Region annotation entries
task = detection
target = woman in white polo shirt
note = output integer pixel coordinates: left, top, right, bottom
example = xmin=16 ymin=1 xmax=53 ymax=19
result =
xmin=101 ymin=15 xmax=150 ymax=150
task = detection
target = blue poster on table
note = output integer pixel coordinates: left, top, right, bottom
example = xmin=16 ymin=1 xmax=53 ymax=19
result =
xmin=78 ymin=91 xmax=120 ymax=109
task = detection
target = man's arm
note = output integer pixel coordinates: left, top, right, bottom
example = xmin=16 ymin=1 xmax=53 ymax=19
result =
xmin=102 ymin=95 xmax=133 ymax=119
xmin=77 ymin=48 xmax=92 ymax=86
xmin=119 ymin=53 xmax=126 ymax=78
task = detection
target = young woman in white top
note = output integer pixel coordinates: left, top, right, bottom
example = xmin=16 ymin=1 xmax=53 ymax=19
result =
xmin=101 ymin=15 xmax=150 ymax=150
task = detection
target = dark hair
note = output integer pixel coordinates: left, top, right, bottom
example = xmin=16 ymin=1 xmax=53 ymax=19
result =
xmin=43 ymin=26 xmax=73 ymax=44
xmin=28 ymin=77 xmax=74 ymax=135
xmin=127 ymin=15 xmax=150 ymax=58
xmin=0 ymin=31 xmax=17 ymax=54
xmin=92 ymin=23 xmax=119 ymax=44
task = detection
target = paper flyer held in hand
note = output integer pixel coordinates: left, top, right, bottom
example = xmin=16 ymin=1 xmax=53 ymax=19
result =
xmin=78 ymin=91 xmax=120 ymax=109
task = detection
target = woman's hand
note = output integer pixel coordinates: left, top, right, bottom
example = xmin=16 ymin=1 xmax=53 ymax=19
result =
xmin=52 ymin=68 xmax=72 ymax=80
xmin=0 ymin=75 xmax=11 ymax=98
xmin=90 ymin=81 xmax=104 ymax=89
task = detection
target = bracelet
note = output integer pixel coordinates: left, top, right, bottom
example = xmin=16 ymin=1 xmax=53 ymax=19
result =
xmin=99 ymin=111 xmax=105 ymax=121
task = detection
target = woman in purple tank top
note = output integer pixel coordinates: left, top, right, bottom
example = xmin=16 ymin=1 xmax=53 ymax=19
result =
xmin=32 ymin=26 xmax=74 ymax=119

◆ PROBLEM STATEMENT:
Quote all of the entries verbatim.

◆ SOLVED EXERCISE:
task = detection
target = woman in white polo shirt
note = output integer pixel coordinates: left, top, right, bottom
example = xmin=16 ymin=1 xmax=53 ymax=19
result =
xmin=101 ymin=15 xmax=150 ymax=150
task = detection
target = blue poster on table
note = output integer pixel coordinates: left, top, right, bottom
example = xmin=16 ymin=1 xmax=53 ymax=19
result =
xmin=78 ymin=91 xmax=120 ymax=109
task = detection
target = man's arm
note = output integer pixel coordinates: left, top, right, bottom
example = xmin=16 ymin=1 xmax=53 ymax=19
result =
xmin=102 ymin=95 xmax=133 ymax=119
xmin=77 ymin=48 xmax=92 ymax=86
xmin=119 ymin=53 xmax=126 ymax=78
task = detection
target = young woman in white top
note = output integer pixel coordinates: left, top, right, bottom
example = xmin=16 ymin=1 xmax=53 ymax=19
result =
xmin=101 ymin=15 xmax=150 ymax=150
task = detection
target = dark hair
note = output integer pixel coordinates: left, top, right, bottom
example = xmin=16 ymin=1 xmax=53 ymax=19
result =
xmin=43 ymin=26 xmax=73 ymax=44
xmin=28 ymin=77 xmax=74 ymax=135
xmin=127 ymin=15 xmax=150 ymax=58
xmin=0 ymin=31 xmax=17 ymax=54
xmin=92 ymin=23 xmax=119 ymax=44
task = detection
target = paper flyer held in hand
note = output integer pixel coordinates: left, top, right, bottom
example = xmin=16 ymin=1 xmax=53 ymax=19
result =
xmin=78 ymin=91 xmax=120 ymax=109
task = detection
target = woman's hand
note = output integer pixel coordinates: left, top, right, bottom
example = xmin=16 ymin=1 xmax=53 ymax=19
result =
xmin=52 ymin=68 xmax=72 ymax=80
xmin=0 ymin=75 xmax=11 ymax=98
xmin=90 ymin=81 xmax=104 ymax=89
task = detection
target = bracelet
note = output integer pixel coordinates: left, top, right, bottom
example = xmin=16 ymin=1 xmax=53 ymax=19
result =
xmin=99 ymin=111 xmax=105 ymax=121
task = detection
target = woman in purple tank top
note = output integer pixel coordinates: left, top, right, bottom
example = xmin=16 ymin=1 xmax=53 ymax=19
result =
xmin=32 ymin=26 xmax=74 ymax=119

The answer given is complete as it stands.